(What to produce) Reproduce all records exactly.

(Exercise material)
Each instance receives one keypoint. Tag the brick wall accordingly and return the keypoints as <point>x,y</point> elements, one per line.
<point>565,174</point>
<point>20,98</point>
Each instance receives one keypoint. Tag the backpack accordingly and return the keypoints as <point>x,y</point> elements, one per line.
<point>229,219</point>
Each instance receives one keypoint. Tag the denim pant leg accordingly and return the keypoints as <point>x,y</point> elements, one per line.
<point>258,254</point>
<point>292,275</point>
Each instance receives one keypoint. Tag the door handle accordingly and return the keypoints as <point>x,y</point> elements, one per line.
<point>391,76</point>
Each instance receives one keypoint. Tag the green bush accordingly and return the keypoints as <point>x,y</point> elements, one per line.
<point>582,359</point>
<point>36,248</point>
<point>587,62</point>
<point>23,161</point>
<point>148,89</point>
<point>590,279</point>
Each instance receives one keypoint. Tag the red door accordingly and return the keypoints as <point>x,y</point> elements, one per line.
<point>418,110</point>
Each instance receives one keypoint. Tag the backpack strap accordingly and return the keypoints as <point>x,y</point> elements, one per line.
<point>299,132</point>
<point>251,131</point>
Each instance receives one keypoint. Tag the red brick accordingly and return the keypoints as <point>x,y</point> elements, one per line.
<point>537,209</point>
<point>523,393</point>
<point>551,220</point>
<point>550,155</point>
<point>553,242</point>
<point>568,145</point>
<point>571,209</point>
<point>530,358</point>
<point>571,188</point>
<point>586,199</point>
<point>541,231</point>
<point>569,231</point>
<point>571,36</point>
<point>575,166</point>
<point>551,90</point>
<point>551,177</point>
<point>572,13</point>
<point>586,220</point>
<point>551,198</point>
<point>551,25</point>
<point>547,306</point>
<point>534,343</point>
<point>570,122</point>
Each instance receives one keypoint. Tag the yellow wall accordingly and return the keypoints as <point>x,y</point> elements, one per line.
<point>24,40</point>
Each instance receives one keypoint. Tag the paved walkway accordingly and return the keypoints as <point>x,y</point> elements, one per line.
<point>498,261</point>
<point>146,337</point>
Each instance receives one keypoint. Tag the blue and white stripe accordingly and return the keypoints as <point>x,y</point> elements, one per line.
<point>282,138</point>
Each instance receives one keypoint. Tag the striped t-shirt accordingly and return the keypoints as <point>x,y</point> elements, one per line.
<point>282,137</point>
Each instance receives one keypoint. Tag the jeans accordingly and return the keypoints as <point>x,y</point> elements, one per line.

(Exercise result)
Each instance receives one keypoint. Tag the brick wall accordingly and return the keypoints as <point>x,y</point> elements, one per line.
<point>565,174</point>
<point>20,98</point>
Each instance receives one keypoint. Tag the backpack accordingly and return the keypoints as <point>x,y</point> elements, one per line.
<point>229,219</point>
Each instance receives one keypoint. Tag the denim pant leg accordingly and return the keypoints as <point>x,y</point> elements, one per line.
<point>258,254</point>
<point>292,275</point>
Each instance receives one keypoint. Tag the door handle accordingly and return the keypoints as <point>x,y</point> elements, one per line.
<point>391,76</point>
Each instance receives one keypoint. Tag the green bush accordingly and return the keypoints as <point>x,y</point> elements, one per line.
<point>582,359</point>
<point>36,248</point>
<point>587,62</point>
<point>23,161</point>
<point>148,89</point>
<point>590,279</point>
Each instance receives one keypoint. Tag the red door accordingly and return the keypoints as <point>x,y</point> elements, one per line.
<point>418,110</point>
Each instance receives one keypoint. Tag the backpack strap accordingly and return the keypoints as <point>x,y</point> elements, one per line.
<point>299,132</point>
<point>251,131</point>
Each instance receives one keypoint. Tag the red brick accordingly and return the keypoints as <point>x,y</point> elements, one per line.
<point>537,209</point>
<point>523,393</point>
<point>551,220</point>
<point>550,155</point>
<point>553,242</point>
<point>568,145</point>
<point>571,209</point>
<point>530,358</point>
<point>571,188</point>
<point>586,199</point>
<point>541,231</point>
<point>569,231</point>
<point>571,36</point>
<point>575,166</point>
<point>551,90</point>
<point>551,177</point>
<point>572,13</point>
<point>586,220</point>
<point>551,198</point>
<point>551,25</point>
<point>547,306</point>
<point>534,343</point>
<point>570,122</point>
Each instance receives one keypoint. Tag the yellow wall accordingly and return the keypoints as <point>x,y</point> elements, one per line.
<point>24,40</point>
Each instance receives one keypoint. Tag the paved walkway accordingly and return the keypoints as <point>x,y</point> elements, one per line.
<point>498,261</point>
<point>146,337</point>
Each instance receives one keypoint. Tag the blue and white stripe accordingly and return the keypoints as <point>x,y</point> elements, one per line.
<point>282,138</point>
Each instance receives one keypoint. Tag the striped t-shirt accordingly and return the keypoints as <point>x,y</point> elements, one per line.
<point>282,137</point>
Each instance receives one keypoint. Tag the jeans accordingly and return the keypoints as <point>x,y</point> elements, one per line.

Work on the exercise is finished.